■ Prompt ■
Reproduce every line of the following records word for word, changing nothing.

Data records
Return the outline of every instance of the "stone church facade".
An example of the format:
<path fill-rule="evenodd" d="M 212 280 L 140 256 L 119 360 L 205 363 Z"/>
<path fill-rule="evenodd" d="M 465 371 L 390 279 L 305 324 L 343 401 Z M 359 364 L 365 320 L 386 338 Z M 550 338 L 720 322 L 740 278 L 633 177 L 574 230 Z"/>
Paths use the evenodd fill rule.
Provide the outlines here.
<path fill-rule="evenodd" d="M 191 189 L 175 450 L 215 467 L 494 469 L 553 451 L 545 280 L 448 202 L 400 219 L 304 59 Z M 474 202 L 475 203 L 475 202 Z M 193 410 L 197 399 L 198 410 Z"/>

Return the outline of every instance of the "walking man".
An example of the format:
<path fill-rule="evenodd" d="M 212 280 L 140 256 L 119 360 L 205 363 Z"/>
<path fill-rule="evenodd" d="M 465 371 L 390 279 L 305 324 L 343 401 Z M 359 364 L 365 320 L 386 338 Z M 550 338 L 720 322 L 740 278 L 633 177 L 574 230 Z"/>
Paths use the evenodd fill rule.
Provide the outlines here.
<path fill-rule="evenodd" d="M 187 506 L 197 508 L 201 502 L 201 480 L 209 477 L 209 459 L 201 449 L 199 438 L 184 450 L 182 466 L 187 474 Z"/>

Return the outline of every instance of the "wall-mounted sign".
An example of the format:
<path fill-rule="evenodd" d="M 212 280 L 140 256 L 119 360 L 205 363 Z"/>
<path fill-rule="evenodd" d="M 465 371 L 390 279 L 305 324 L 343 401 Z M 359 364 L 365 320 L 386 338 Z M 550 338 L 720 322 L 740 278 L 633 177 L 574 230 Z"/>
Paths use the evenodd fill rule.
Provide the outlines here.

■ Output of the task ■
Return the outline of every instance of the "stone church facade".
An example of the format:
<path fill-rule="evenodd" d="M 212 280 L 140 256 L 119 360 L 205 363 Z"/>
<path fill-rule="evenodd" d="M 465 371 L 390 279 L 305 324 L 343 401 Z M 359 364 L 365 320 L 386 338 Z M 550 338 L 720 322 L 740 278 L 633 177 L 574 230 Z"/>
Paths use the evenodd fill rule.
Provide the outlines here.
<path fill-rule="evenodd" d="M 191 189 L 175 450 L 215 467 L 494 469 L 553 451 L 545 280 L 448 202 L 400 219 L 304 59 Z M 474 202 L 475 203 L 475 202 Z M 193 410 L 197 399 L 198 410 Z"/>

Return the outline of every instance of the "walking man".
An example of the format:
<path fill-rule="evenodd" d="M 212 280 L 140 256 L 119 360 L 205 363 Z"/>
<path fill-rule="evenodd" d="M 465 371 L 390 279 L 305 324 L 343 401 Z M 359 364 L 365 320 L 386 338 Z M 550 338 L 720 322 L 740 278 L 633 177 L 574 230 Z"/>
Paths use the evenodd fill rule.
Provide the outlines here.
<path fill-rule="evenodd" d="M 187 506 L 197 508 L 201 502 L 201 480 L 209 477 L 209 459 L 201 449 L 199 438 L 184 450 L 182 466 L 187 474 Z"/>

Return the outline of every instance of the "wall-mounted sign".
An example of the format:
<path fill-rule="evenodd" d="M 212 280 L 140 256 L 119 360 L 205 363 Z"/>
<path fill-rule="evenodd" d="M 465 371 L 390 279 L 305 324 L 343 401 Z M 359 364 L 365 320 L 386 338 Z M 550 338 L 720 322 L 740 278 L 633 177 L 574 230 Z"/>
Paths use the evenodd fill rule.
Provide the outlines here.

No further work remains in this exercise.